--- EXCERPTED DATA ---
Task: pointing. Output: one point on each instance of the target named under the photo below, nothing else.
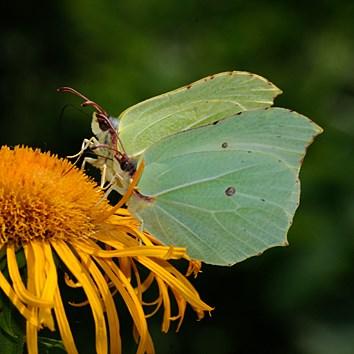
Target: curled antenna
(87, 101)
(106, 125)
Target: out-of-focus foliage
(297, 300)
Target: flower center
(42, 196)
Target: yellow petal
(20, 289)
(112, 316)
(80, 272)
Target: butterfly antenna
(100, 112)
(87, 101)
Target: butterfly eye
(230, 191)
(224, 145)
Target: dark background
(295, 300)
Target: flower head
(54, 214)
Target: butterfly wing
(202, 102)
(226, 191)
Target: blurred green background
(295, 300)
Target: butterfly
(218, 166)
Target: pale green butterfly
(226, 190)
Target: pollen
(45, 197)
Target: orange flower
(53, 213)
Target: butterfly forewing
---
--- EXCERPTED DATA ---
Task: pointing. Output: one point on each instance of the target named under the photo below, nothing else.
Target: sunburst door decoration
---
_TASK OBJECTIVE_. Express the lines starting at the one that contains "Target: pale green butterfly" and ending at the one that contains "Target: butterfly forewing" as a JSON list of strings, one string per line, with blank lines omitted.

_COMPLETED EXERCISE_.
[
  "Target: pale green butterfly",
  "(226, 190)",
  "Target: pollen",
  "(45, 197)",
  "Target: orange flower",
  "(53, 213)",
  "Target: butterfly forewing"
]